作業指示 —
1. オンライン上の犯罪コンテンツ規制に関する本文のうち、「2月5日、DCMSの国務長官」で始まり「案に追加することも発表した。」で終わる部分を、「法案」を「法律案」に置き換えて書き直しなさい。
2. オンライン上の犯罪コンテンツ規制に関する本文を、最後の文の後から書き進めなさい。

本文抜粋 —

--------------------------------

2月5日、DCMSの国務長官であるNadine Dorries(ナディン・ドリーズ)は、メディアのインタビューに応じ、犯罪コンテンツに新たに追加された項目について言及した。それにはオンラインでの麻薬や武器の取引、密入国、リベンジポルノ、詐欺、自殺の助長、売春を扇動・管理して利益を得ることなどが含まれ、取り締まりを強化するために法案の文言に追加されるという。

同氏は、オンラインやデジタルデバイスを使用したDV(ドメスティックバイオレンス)や強姦・殺害の脅迫に対処するために、新たな刑罰を法案に追加することも発表した。

この追加により、対象となるプラットフォームでは、積極的に識別して削除することが求められるコンテンツの種類が大幅に拡大される(単にユーザーからの問題コンテンツの報告に対応するだけには留まらない)。

つまり、これまでプラットフォームが何十年にもわたって享受してきた法的責任体制が大きく変わることになり、プラットフォームの運営やコスト、オンライン上の言論に大きな影響を与えることになる。

--------------------------------

データセット抜粋 —
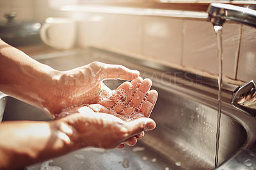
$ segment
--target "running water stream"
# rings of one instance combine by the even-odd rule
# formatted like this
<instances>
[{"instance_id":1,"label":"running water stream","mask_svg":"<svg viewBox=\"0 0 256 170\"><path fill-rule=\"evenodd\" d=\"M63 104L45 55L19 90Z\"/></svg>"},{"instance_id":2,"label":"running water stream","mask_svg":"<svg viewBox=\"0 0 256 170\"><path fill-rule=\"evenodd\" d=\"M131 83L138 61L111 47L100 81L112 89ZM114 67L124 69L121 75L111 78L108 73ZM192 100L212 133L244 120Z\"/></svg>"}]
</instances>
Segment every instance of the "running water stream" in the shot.
<instances>
[{"instance_id":1,"label":"running water stream","mask_svg":"<svg viewBox=\"0 0 256 170\"><path fill-rule=\"evenodd\" d=\"M222 26L214 26L214 29L217 37L218 45L218 60L219 65L219 77L218 79L218 121L216 130L216 145L215 153L215 168L218 167L218 155L219 155L219 142L220 142L220 118L221 113L221 89L222 89L222 72L223 72L223 42L222 42Z\"/></svg>"}]
</instances>

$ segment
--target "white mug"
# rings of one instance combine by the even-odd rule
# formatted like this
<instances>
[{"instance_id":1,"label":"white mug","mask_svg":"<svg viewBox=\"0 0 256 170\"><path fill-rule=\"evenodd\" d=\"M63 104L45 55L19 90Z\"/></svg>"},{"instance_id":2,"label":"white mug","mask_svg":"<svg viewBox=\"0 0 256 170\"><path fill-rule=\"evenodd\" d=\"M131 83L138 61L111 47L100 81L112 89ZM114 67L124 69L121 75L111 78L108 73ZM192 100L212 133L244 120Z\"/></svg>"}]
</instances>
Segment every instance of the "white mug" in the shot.
<instances>
[{"instance_id":1,"label":"white mug","mask_svg":"<svg viewBox=\"0 0 256 170\"><path fill-rule=\"evenodd\" d=\"M70 49L76 40L76 22L68 18L47 18L40 29L40 37L53 48Z\"/></svg>"}]
</instances>

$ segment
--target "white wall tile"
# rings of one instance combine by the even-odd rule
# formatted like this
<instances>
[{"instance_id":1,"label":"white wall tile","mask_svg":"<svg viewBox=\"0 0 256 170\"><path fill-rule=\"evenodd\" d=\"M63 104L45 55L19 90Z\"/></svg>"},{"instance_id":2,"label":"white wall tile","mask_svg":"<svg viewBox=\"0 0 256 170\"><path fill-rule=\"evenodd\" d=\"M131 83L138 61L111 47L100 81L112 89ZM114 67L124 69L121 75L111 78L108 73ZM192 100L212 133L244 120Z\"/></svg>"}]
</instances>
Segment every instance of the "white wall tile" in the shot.
<instances>
[{"instance_id":1,"label":"white wall tile","mask_svg":"<svg viewBox=\"0 0 256 170\"><path fill-rule=\"evenodd\" d=\"M211 23L202 20L185 21L183 65L218 73L216 38ZM223 26L223 75L236 79L241 25Z\"/></svg>"},{"instance_id":2,"label":"white wall tile","mask_svg":"<svg viewBox=\"0 0 256 170\"><path fill-rule=\"evenodd\" d=\"M12 8L29 8L33 7L33 0L9 0Z\"/></svg>"},{"instance_id":3,"label":"white wall tile","mask_svg":"<svg viewBox=\"0 0 256 170\"><path fill-rule=\"evenodd\" d=\"M237 79L256 81L256 29L243 26Z\"/></svg>"},{"instance_id":4,"label":"white wall tile","mask_svg":"<svg viewBox=\"0 0 256 170\"><path fill-rule=\"evenodd\" d=\"M34 9L33 8L13 8L16 12L15 20L17 21L32 21L35 20Z\"/></svg>"},{"instance_id":5,"label":"white wall tile","mask_svg":"<svg viewBox=\"0 0 256 170\"><path fill-rule=\"evenodd\" d=\"M180 64L182 19L145 17L143 54L161 61Z\"/></svg>"},{"instance_id":6,"label":"white wall tile","mask_svg":"<svg viewBox=\"0 0 256 170\"><path fill-rule=\"evenodd\" d=\"M10 0L0 0L0 9L8 9L11 7Z\"/></svg>"},{"instance_id":7,"label":"white wall tile","mask_svg":"<svg viewBox=\"0 0 256 170\"><path fill-rule=\"evenodd\" d=\"M84 16L79 28L83 35L79 38L81 45L140 52L141 17L96 13Z\"/></svg>"}]
</instances>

--------------------------------

各問の解答 —
1.
2月5日、DCMSの国務長官であるNadine Dorries(ナディン・ドリーズ)は、メディアのインタビューに応じ、犯罪コンテンツに新たに追加された項目について言及した。それにはオンラインでの麻薬や武器の取引、密入国、リベンジポルノ、詐欺、自殺の助長、売春を扇動・管理して利益を得ることなどが含まれ、取り締まりを強化するために法律案の文言に追加されるという。

同氏は、オンラインやデジタルデバイスを使用したDV(ドメスティックバイオレンス)や強姦・殺害の脅迫に対処するために、新たな刑罰を法律案に追加することも発表した。

2.
DCMSは2月4日に発表したプレスリリースで、次のように示唆している。「優先度の高い犯罪に積極的に取り組むために、企業は自社サービスの特徴、機能、アルゴリズムが、これらの犯罪への遭遇を防止し、これらのコンテンツの利用時間を最小限に抑えるように設計されていることを確認する必要があります」「これは、自動または人力によるコンテンツの修正、違法な検索ワードの禁止、疑わしいユーザーの検出、利用を禁止されたユーザーが新しいアカウントを作成できないようにするための効果的なシステムの導入などで実現可能です」。

法案で提案されている、この高度に規制されたコンテンツモデレーション体制(コンテンツをチェック・評価して不適切なものを除外する体制)を実施するために手段には、規制に準拠していないプラットフォームに対して最大で全世界の年間売上高の10%という大規模な金銭的罰則が含まれている。また、テロリズムや児童の性的搾取、自殺の助長や詐欺などの増え続ける害悪から人々を守ることができないアルゴリズムやプロセスが発見された場合、上級管理職に対しては懲役刑が科せられる可能性もある。

この法案には、英国の新しいインターネットコンテンツ規制機関であるOfcomにサイトをブロックする権限を与え、英国内でアクセスできないようにすることも含まれている(ということは、これは年齢認証技術を促進するだけではなく、VPNサービスの急成長も後押しすることになるはずだ)。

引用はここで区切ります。